Render every line of the material below as a JSON list of strings, one string per line, omitting blank lines and leaving the pictures out.

══════════════════════════════

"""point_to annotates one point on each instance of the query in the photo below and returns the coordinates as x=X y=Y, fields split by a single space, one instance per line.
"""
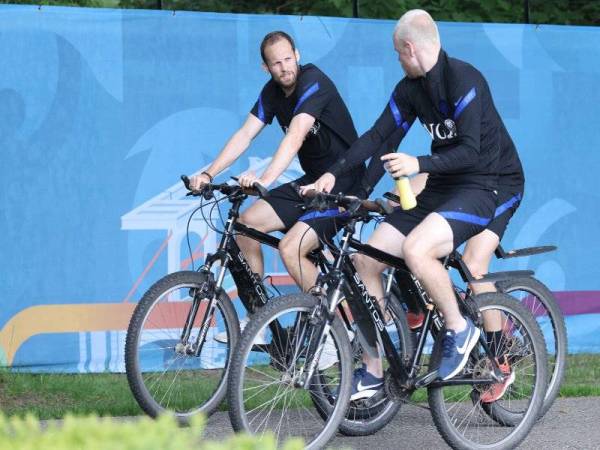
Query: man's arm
x=237 y=144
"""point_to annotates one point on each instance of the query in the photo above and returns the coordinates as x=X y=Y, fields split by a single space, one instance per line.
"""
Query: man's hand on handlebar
x=197 y=182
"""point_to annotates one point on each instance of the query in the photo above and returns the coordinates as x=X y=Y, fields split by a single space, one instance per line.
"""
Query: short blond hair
x=418 y=27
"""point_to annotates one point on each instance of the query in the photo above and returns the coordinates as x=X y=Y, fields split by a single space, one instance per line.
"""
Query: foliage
x=76 y=433
x=568 y=12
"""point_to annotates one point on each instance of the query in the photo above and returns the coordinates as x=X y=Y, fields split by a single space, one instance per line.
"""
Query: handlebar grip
x=385 y=206
x=186 y=182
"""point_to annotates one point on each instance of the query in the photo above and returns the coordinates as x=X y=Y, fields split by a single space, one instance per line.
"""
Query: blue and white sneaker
x=364 y=384
x=456 y=350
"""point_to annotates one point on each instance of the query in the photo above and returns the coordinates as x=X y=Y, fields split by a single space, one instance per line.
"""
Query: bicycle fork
x=211 y=288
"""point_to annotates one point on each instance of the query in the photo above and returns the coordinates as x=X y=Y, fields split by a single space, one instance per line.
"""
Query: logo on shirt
x=444 y=131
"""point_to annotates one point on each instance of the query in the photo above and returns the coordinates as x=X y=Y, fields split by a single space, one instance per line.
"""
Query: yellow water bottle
x=407 y=196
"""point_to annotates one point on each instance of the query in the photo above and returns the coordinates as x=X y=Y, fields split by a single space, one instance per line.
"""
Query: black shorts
x=287 y=205
x=468 y=211
x=509 y=199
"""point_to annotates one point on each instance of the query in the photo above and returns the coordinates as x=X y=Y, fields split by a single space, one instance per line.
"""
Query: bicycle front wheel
x=163 y=370
x=266 y=387
x=461 y=409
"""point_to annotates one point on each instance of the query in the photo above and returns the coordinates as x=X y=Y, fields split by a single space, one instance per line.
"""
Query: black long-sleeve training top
x=470 y=148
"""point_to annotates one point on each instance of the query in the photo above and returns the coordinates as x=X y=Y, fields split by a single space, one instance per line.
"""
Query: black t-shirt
x=470 y=145
x=333 y=131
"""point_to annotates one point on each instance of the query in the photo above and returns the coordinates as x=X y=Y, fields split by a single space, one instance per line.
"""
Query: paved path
x=572 y=423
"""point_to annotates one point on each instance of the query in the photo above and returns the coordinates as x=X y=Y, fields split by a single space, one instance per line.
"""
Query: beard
x=288 y=79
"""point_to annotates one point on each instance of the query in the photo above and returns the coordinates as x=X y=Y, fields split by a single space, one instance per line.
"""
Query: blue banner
x=102 y=110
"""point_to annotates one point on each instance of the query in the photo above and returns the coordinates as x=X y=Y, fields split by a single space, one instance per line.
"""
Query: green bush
x=93 y=433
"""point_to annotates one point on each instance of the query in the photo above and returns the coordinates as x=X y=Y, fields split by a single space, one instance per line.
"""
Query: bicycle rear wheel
x=542 y=303
x=366 y=417
x=163 y=373
x=266 y=392
x=457 y=410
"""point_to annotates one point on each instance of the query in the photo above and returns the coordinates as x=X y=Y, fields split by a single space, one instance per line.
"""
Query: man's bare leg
x=294 y=248
x=390 y=240
x=477 y=257
x=431 y=240
x=262 y=217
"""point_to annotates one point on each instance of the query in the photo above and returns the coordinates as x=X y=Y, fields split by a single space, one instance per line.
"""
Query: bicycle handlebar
x=351 y=203
x=226 y=189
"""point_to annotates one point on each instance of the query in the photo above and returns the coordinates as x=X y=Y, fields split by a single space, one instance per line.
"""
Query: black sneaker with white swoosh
x=364 y=384
x=456 y=350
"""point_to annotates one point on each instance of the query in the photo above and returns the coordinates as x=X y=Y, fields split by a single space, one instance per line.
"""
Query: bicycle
x=170 y=341
x=539 y=300
x=314 y=318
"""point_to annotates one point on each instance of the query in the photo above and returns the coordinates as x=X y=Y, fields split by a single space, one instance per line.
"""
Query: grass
x=51 y=396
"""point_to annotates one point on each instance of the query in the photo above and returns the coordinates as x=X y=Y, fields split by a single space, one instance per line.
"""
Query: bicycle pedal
x=426 y=379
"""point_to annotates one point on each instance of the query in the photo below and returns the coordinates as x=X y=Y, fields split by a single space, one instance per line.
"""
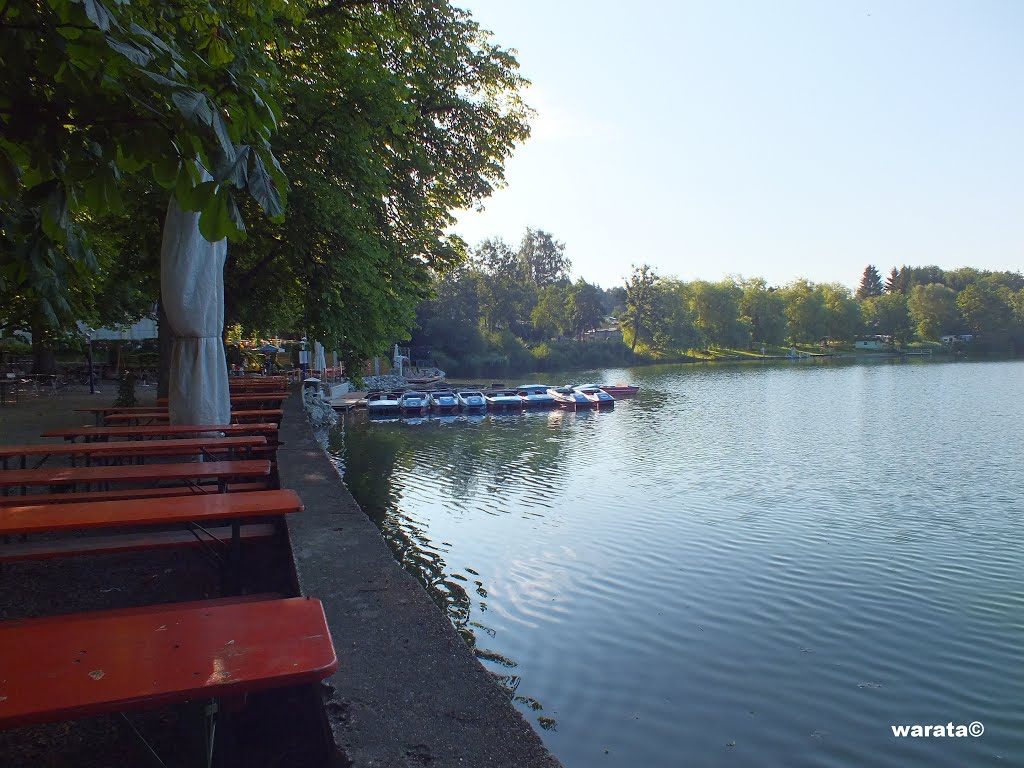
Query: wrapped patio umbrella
x=320 y=361
x=192 y=290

══════════════════════════════

**Output for this exercise**
[
  "\"\"\"point_to annotates one point on each instance of the query in the photo below and returns the coordinates as x=X y=Y, fields split by a single space, one instance per line.",
  "\"\"\"",
  "Query: man's arm",
  "x=237 y=144",
  "\"\"\"point_to annotates one point on each instance of the query in the photo above and returns the coordinates as x=X y=Y, fields split by a single space, one instance per line.",
  "\"\"\"",
  "Query: man's hand on handlebar",
  "x=197 y=182",
  "\"\"\"point_to annotates one point on each instance of the query in the photo above and returns the coordinates as x=X y=Y, fields split by a single space, one instance per line.",
  "\"\"\"",
  "Query: short blond hair",
  "x=418 y=27",
  "\"\"\"point_to annotates one point on each instance of the query in the photo above and returns the coordinates as x=X y=Y, fields split by a single space, one instance per line.",
  "\"\"\"",
  "Query: foliage",
  "x=76 y=433",
  "x=568 y=12",
  "\"\"\"point_to annotates one point on each instance of the query in the photo above and returns the coordinates as x=X y=Y, fields split by a single space, one instance per line.",
  "\"\"\"",
  "Query: handlebar grip",
  "x=385 y=206",
  "x=186 y=182",
  "\"\"\"point_to annotates one point on each instance of the query in the photo above and returns the coordinates as x=X y=Y, fields split by a single space, one instance per line.",
  "\"\"\"",
  "Query: blue and white sneaker",
  "x=364 y=384",
  "x=456 y=350",
  "\"\"\"point_to annotates one point on each instance of the query in the photo above and returns the coordinates as x=X y=Y, fields split by a single space, one instance per line.",
  "\"\"\"",
  "Query: bicycle fork",
  "x=211 y=288",
  "\"\"\"point_to annotates one point on each instance of the query in the photo above and returns the coordinates as x=X y=Y, fields split by a single space, one instance per line.",
  "\"\"\"",
  "Query: logo on shirt",
  "x=444 y=131",
  "\"\"\"point_to annotates one point on each instance of the query in the photo above and returns the coordinates as x=X y=Y, fields split by a single space, one instance per line.",
  "\"\"\"",
  "Query: yellow water bottle",
  "x=407 y=196",
  "\"\"\"point_to annotates one point on each instance of the query in the photo above and returns the coordinates as x=X y=Y, fields split by a single space, one instance per line.",
  "\"\"\"",
  "Query: black shorts",
  "x=287 y=205",
  "x=468 y=211",
  "x=509 y=199",
  "\"\"\"point_to annotates one point on each instance of the query in the photo above and returns the coordinates as x=X y=Y, fields split by a single space, one instance per line.",
  "\"\"\"",
  "Query: bicycle front wheel",
  "x=163 y=370",
  "x=266 y=387",
  "x=461 y=409",
  "\"\"\"point_to annotates one point on each instance of the query in the photo above and returns the coordinates as x=X y=Y, fields split by a single space, one instance per line.",
  "\"\"\"",
  "Query: black long-sleeve training top",
  "x=470 y=148",
  "\"\"\"point_to annotates one point on each instance of the query in the photo above and returns the coordinates as x=X y=Y, fields split by a single space, one instance per line.",
  "\"\"\"",
  "Query: black t-shirt",
  "x=470 y=145",
  "x=333 y=131",
  "\"\"\"point_to annotates one point on each instance of the query in the photo above and returns the coordinates as x=X y=Y, fields split by a single space, one instance per line.",
  "\"\"\"",
  "Query: paved path",
  "x=572 y=423",
  "\"\"\"point_to annotates one point on each instance of the query in the photo above and returns the coordinates as x=X y=Y, fields split by a single space, one instance per line.",
  "\"\"\"",
  "Query: beard",
  "x=288 y=79",
  "\"\"\"point_to annotates one point on each instance of the query in the photo above and returns the coordinates as x=X y=Y, fields split by a single space, one instance per line.",
  "\"\"\"",
  "Query: blue banner",
  "x=102 y=110",
  "\"\"\"point_to annotates one point on each instance of the query in the photo above and returns the coordinates as x=X y=Y, fields split by a single space, one instance per line.",
  "\"\"\"",
  "Query: green bush",
  "x=93 y=433",
  "\"\"\"point_to annotates one point on each instance of the query in the photo above and returns the coordinates as x=X y=Y, fields split by a single space, one instance per line.",
  "\"\"\"",
  "Query: bicycle rear wheel",
  "x=542 y=303",
  "x=366 y=417",
  "x=163 y=373",
  "x=266 y=392",
  "x=457 y=410",
  "\"\"\"point_to annotates one point on each instance of the query in the photo above and returns the coordinates as x=X y=Y, fields split by a single space, one instance per line.",
  "\"\"\"",
  "Query: man's bare leg",
  "x=294 y=248",
  "x=390 y=240",
  "x=477 y=257",
  "x=431 y=240",
  "x=262 y=217",
  "\"\"\"point_to annotates one point on each instance of the query in the photo above and returns the coordinates as x=X y=Y, fields split by a single space, one instance per line.",
  "\"\"\"",
  "Query: bicycle handlebar",
  "x=351 y=203",
  "x=226 y=189",
  "\"\"\"point_to annotates one point on each instance of the query in the photo above and returns the coordinates as x=X y=Y, fields split by a single space, one instance per line.",
  "\"\"\"",
  "Query: black sneaker with white swoosh",
  "x=364 y=384",
  "x=456 y=350",
  "\"\"\"point_to annotates one point on each instance of the query in the photo above and returns the coordinates as x=X y=Y, fields split by a single space, one instance per line.",
  "\"\"\"",
  "Query: bicycle",
  "x=170 y=341",
  "x=539 y=300",
  "x=314 y=318",
  "\"\"\"point_to annotates one point on each instance of the query in the photo above and returns the coordinates as x=X y=Y, fields split by a single space, one instance per line.",
  "\"\"\"",
  "Query: grass",
  "x=51 y=396",
  "\"\"\"point_to annotates one point on each instance of the query in the photo above and returns the coordinates as x=X y=Y, fields split by a single space, one instance per line.",
  "\"\"\"",
  "Query: bicycle pedal",
  "x=426 y=379",
  "\"\"\"point_to annotates one point on each instance of the query in the photo below and returns the coordinates as x=X y=Y, fields split by a single space, one instance per line.",
  "\"\"\"",
  "Query: wrapped patio umbrella",
  "x=320 y=361",
  "x=192 y=290"
]